(Labeled point records)
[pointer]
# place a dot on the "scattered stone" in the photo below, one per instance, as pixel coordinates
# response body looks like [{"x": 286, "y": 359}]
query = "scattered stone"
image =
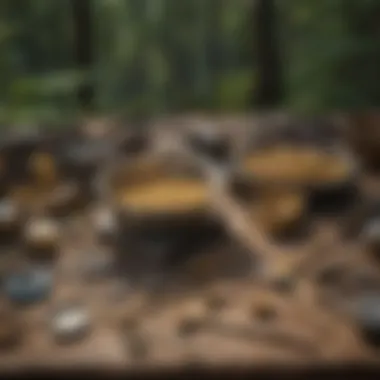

_PROBLEM DESCRIPTION_:
Which lines above contain the string "scattered"? Pick out each of them and copy it in full.

_SOLUTION TO THIS PROBLEM_:
# place a dot on the "scattered stone" in the photo below, one per instance, as pixel coordinates
query = "scattered stone"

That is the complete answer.